#### [Directions]
a: Using the Friend Zone film entry, answer each question:
(i) Who edited the film?
(ii) On what date was it released in Spain?
(iii) What was its budget?
b: Reproduce a passage of the Friend Zone film entry unchanged, beginning at the words "Friend Zone (Pagafantas)" and stopping after the words "and Sabrina Garciarena.".

#### [Excerpted text]
_ _ _ _ _

- Theatrical release poster
- Spanish: Pagafantas
- Directed by: Borja Cobeaga
- Written by: Borja Cobeaga; Diego San José;
- Produced by: Tomás Cimadevilla; Mercedes Gamero;
- Starring: Gorka Otxoa; Sabrina Garciarena; Julián López; Óscar Ladoire; Kiti Manver; María Asquerino; Michel Brown; Ernesto Sevilla; Bárbara Santa-Cruz;
- Cinematography: Alfonso Postigo
- Edited by: Raúl de Torres
- Music by: Aránzazu Calleja
- Production companies: Manga Films; Telespan 2000; Antena 3 Films; Sayaka Producciones Audiovisuales;
- Distributed by: Vertice Cine
- Release dates: 24 April 2009 (Málaga Film Festival); 3 July 2009 (Spain);
- Running time: 80 minutes
- Country: Spain
- Language: Spanish
- Budget: €2.5 million

= Friend Zone (2009 film) =

Friend Zone (Pagafantas) is a 2009 Spanish romantic comedy film co-written and directed by Borja Cobeaga and starring Gorka Otxoa and Sabrina Garciarena.

_ _ _ _ _

#### [Stored data]
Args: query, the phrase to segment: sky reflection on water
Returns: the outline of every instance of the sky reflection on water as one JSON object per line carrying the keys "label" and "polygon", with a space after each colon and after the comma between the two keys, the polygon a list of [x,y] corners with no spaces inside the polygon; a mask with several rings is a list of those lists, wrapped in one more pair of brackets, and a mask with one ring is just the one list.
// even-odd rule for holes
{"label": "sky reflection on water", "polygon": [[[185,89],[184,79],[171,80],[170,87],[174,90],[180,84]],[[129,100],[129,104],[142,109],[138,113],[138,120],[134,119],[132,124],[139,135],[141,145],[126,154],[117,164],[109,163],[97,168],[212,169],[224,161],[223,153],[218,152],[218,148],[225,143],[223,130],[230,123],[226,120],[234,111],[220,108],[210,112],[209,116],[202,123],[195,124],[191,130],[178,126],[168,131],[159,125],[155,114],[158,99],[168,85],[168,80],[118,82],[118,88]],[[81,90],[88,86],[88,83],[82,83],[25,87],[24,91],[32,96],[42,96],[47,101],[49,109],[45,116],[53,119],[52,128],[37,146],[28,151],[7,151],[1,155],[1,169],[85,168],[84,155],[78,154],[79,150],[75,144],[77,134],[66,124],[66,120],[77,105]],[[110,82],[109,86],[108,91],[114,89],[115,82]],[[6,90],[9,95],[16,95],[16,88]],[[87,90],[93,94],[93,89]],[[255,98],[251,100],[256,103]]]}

_ _ _ _ _

#### [Response list]
a:
(i) Raúl de Torres
(ii) 3 July 2009
(iii) €2.5 million

b:
Friend Zone (Pagafantas) is a 2009 Spanish romantic comedy film co-written and directed by Borja Cobeaga and starring Gorka Otxoa and Sabrina Garciarena.